**Passage to read**

These Queens neighborhoods had the worst and best broadband access

By Phineas Rueckert

Jamaica, Hollis and St. Albans residents were more than twice as likely to lack access to broadband internet as their neighbors in Sunnyside and Woodside, according to a report by City Comptroller Scott Stringer’s office that highlights the jarring digital divide citywide ahead of the 2020 census. 

Immigrant communities and communities of color are disproportionately affected by a lack of access to broadband internet, according to the report released Tuesday. These communities will need to be engaged in different ways in the lead-up to next year’s census, such as through expanding digital access at public libraries and via census kiosks, Stringer’s report found. 

“This shift from paper to digital outreach is intended to leverage new technologies and reduce costs, but will also have profound implications for the many New Yorkers who lack access to an internet connection,” the report found.

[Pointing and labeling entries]
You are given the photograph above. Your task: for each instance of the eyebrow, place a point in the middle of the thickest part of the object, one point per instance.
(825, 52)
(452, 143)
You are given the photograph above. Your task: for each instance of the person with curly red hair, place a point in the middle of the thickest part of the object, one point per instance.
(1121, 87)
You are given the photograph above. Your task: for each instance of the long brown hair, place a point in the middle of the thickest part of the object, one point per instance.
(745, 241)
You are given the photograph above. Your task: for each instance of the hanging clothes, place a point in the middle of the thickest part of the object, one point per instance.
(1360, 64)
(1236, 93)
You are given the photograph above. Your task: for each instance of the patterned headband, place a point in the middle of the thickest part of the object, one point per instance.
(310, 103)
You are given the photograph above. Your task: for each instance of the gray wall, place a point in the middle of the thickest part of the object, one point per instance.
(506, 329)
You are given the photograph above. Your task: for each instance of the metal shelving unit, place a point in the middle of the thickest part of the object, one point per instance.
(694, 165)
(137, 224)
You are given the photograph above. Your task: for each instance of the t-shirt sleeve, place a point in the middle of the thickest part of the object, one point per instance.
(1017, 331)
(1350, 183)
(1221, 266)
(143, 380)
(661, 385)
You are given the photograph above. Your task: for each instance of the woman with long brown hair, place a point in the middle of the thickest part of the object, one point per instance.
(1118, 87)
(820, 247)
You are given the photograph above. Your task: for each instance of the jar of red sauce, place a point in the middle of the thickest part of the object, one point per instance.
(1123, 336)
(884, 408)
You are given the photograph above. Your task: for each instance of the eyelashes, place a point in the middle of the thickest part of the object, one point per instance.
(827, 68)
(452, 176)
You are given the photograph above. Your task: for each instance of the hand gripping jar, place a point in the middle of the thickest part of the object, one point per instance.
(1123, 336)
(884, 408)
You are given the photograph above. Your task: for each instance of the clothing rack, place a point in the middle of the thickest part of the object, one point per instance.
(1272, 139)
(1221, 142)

**Parts of the exercise**
(a) Using the article on Queens broadband access, decide whether each of these statements agrees with it, and answer yes or no, quoting the deciding words: (i) Residents of Jamaica, Hollis and St. Albans were more than twice as likely to lack broadband access as residents of Sunnyside and Woodside. (ii) The report came from the mayor's office. (iii) The report names public libraries as one place to expand digital access.
(b) According to the article on Queens broadband access, on what day of the week was the report released?
(c) Continue the article on Queens broadband access, picking up after its final sentence.

**Answers for the exercise**
(a)
(i) Yes: "Jamaica, Hollis and St. Albans residents were more than twice as likely to lack access to broadband internet as their neighbors in Sunnyside and Woodside"
(ii) No: "a report by City Comptroller Scott Stringer’s office"
(iii) Yes: "such as through expanding digital access at public libraries and via census kiosks"

(b) Tuesday.

(c)
More than 30,000 residents in Jamaica, Hollis and St. Albans — nearly half of the population of the three neighborhoods — found themselves without broadband internet in 2017, according to the most recent available statistics. That’s in contrasts to the fewer than 10,000 people (about one in four) in communities like Bayside, Douglaston and Little Neck.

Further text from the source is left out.